[TEXTO PROPORCIONADO]

Pese a la arrasadora modernidad, aún quedan dos de estos viejos establecimientos en los que bioquímicos mezclan minuciosa y rigurosamente diferentes sustancias para proveer la receta de sus clientes.
“Lo único que no tiene cura es la iglesia del pueblo' aquí curamos desde callos hasta males del corazón”, dice con picardía Javier Crespo, bioquímico y gerente de la farmacia Carmelita, una de las más antiguas de la ciudad y que, junto a la Bristol que tiene casi 80 años, aún aplica este sistema tradicional.
Pero la historia se remonta a finales del siglo XIX cuando llegó a la ciudad el italiano Domingo Lorini quien, además de fundar la Escuela de Farmacia en Bolivia en 1888, logró premios en París por sus afamados vinos y tónicos de coca y quinua.
“En esa época había poca diferencia entre medicina y farmacia, lo único que las distinguía era la práctica oficinal en las boticas, obligación que se mantuvo hasta 1930 y continuó como costumbre hasta los años 50”, rememoran Yolanda Morales y Javier Romay, autores del libro Pinceladas de farmacia.

[/TEXTO PROPORCIONADO]
[DATOS DEL EJERCICIO]

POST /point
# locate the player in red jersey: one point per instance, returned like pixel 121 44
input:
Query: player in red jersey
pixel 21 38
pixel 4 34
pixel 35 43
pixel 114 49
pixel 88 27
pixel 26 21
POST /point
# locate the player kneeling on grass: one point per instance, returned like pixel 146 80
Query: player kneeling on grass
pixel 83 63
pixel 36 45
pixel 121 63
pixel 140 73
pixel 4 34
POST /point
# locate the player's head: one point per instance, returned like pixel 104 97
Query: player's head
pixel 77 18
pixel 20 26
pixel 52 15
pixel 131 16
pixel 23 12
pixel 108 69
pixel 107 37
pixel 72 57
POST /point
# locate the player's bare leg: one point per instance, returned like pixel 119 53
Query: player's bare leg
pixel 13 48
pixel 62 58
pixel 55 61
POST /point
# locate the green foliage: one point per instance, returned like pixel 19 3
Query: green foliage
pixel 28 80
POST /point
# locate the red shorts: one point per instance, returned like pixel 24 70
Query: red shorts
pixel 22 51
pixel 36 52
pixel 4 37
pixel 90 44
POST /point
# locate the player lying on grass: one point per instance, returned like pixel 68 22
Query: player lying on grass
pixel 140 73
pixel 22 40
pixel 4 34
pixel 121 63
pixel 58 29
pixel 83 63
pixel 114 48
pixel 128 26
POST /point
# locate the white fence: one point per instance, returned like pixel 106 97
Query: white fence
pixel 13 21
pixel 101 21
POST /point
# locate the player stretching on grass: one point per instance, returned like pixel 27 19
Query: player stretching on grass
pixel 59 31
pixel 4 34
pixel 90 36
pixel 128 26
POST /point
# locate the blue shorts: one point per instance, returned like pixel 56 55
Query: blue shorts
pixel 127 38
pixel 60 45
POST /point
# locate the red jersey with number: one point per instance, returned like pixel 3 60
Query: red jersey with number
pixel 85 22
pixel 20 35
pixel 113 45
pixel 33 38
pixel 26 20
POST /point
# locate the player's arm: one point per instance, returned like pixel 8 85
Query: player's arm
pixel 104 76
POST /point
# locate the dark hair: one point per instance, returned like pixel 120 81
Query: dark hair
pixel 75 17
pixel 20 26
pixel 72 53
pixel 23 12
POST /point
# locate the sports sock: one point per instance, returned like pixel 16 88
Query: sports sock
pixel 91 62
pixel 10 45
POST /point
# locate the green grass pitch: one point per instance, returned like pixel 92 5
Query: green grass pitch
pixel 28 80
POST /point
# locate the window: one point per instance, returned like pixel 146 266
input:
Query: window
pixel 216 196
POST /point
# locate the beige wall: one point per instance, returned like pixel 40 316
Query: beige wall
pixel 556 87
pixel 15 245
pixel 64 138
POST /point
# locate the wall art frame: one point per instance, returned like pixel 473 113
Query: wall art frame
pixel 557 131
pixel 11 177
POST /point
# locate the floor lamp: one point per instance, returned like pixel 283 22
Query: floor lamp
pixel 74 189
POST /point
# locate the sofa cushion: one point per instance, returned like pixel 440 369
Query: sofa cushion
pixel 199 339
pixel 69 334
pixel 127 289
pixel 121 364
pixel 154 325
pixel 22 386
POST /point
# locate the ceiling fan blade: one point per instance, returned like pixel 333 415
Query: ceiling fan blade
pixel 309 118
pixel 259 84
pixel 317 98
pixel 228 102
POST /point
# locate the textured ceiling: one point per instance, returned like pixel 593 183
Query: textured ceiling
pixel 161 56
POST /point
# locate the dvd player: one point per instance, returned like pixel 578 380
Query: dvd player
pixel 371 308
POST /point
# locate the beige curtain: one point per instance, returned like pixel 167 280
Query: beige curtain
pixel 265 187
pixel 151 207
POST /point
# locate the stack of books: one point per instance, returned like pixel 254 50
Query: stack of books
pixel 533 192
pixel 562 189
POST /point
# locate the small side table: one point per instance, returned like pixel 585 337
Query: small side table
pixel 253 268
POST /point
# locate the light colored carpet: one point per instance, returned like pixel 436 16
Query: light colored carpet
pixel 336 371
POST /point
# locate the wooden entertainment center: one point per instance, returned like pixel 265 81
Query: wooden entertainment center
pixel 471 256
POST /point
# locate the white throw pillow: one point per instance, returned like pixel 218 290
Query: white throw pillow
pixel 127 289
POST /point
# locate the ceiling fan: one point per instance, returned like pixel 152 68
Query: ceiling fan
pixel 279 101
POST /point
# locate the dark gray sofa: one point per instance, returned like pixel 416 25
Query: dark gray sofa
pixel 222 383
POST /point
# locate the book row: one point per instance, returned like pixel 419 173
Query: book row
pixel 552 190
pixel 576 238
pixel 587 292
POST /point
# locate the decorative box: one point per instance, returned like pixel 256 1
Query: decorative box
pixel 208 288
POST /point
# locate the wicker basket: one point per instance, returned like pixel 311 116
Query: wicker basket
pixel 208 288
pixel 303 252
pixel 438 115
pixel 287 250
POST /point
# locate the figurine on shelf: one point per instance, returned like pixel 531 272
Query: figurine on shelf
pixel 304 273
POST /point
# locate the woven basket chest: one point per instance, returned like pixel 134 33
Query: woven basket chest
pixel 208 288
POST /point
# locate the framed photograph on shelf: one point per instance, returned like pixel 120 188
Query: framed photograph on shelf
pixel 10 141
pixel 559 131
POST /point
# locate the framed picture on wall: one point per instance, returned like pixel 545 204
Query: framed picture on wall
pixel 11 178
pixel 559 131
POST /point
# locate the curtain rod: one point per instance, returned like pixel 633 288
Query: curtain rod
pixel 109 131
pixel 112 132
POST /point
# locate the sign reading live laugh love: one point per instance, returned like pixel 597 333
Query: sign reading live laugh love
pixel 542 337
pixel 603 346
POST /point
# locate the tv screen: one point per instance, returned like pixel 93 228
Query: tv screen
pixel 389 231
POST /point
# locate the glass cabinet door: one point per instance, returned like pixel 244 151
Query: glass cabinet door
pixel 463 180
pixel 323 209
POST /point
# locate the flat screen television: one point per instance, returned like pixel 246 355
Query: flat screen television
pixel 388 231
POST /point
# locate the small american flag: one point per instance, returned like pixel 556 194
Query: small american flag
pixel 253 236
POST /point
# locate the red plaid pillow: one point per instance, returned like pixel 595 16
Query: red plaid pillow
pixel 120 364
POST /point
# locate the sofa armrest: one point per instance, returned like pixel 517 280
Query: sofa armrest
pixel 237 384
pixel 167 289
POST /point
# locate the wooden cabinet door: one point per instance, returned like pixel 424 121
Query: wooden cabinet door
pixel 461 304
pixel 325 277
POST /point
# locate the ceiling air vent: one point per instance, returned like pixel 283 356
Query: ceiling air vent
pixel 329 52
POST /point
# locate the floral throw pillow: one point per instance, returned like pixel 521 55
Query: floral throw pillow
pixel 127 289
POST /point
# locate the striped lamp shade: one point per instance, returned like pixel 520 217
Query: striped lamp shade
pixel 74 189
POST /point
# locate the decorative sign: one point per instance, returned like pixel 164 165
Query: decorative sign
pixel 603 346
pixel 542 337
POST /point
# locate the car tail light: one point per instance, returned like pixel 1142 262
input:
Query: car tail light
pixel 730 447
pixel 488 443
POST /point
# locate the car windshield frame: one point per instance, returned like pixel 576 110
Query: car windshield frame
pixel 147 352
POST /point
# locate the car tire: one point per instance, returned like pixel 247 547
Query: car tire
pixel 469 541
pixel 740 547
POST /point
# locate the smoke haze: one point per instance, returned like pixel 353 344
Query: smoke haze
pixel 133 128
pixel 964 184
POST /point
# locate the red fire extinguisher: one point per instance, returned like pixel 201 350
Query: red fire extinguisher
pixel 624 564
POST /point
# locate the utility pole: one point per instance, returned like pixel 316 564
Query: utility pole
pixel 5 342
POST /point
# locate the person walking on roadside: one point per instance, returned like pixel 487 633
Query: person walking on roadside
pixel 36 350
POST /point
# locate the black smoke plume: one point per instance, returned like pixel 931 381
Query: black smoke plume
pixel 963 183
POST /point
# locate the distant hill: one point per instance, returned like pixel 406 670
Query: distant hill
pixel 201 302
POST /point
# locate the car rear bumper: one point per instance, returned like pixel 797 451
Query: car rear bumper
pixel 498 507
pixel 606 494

[/DATOS DEL EJERCICIO]

§ ACCIONES REQUERIDAS
1 > Traduce al inglés esta oración del texto sobre las farmacias tradicionales: "Pero la historia se remonta a finales del siglo XIX cuando llegó a la ciudad el italiano Domingo Lorini quien, además de fundar la Escuela de Farmacia en Bolivia en 1888, logró premios en París por sus afamados vinos y tónicos de coca y quinua."
2 > Retoma el texto sobre las farmacias tradicionales y continúalo a partir de su última oración.
El listado no hace falta para resolver nada.

§ RESPUESTAS POR TAREA
1 > But the story goes back to the late 19th century, when the Italian Domingo Lorini arrived in the city; besides founding the School of Pharmacy in Bolivia in 1888, he won awards in Paris for his renowned coca and quinoa wines and tonics.

2 >
En determinado momento sólo funcionaba la botica del Hospital General atendida por un hombre al que llamaban El Ojoso por los gruesos lentes que usaba, recuerda la costumbrista Elizabeth de Col, quien considera que en ese nosocomio se encuentra el museo de fármacos más completo de la ciudad.
Siempre vestidos con guardapolvo blanco y con un aura de superioridad y respeto, los farmacéuticos empleaban crisoles, morteros, vasos, embudos, probetas, jarras y balanzas para aplicar al pie de la letra cada fórmula y elaborar lociones, jarabes, tabletas, inyectables, colirios y supositorios que prometían sanar todo tipo de dolencias.
Una característica clave era el cuaderno de registro en el que anotaban metódicamente las preparaciones, la fecha y el nombre del paciente y del doctor que la pedía. Así se sabe, por ejemplo, que el 22 de mayo de 1958 la botica Carmelita preparó su primera receta.
El farmacéutico Ruddy Navia -propietario de Bristol- explica que para conservar las substancias utilizaban frascos especiales de vidrio. Es así que en su botica hay aún muebles repletos de redomas de todo tamaño y color, cada cual con su nombre inscrito.
Si bien muchas de estas recetas fueron industrializadas por diferentes laboratorios, algunas viejas fórmulas que todavía no se producen a nivel industrial mantienen con vida estas boticas.
De las 82.165 recetas que atesora Crespo, todavía prepara el jarabe de cafeína tal como lo hacía su padre, Raúl Crespo Palsa, creador de Laboratorios Crespal.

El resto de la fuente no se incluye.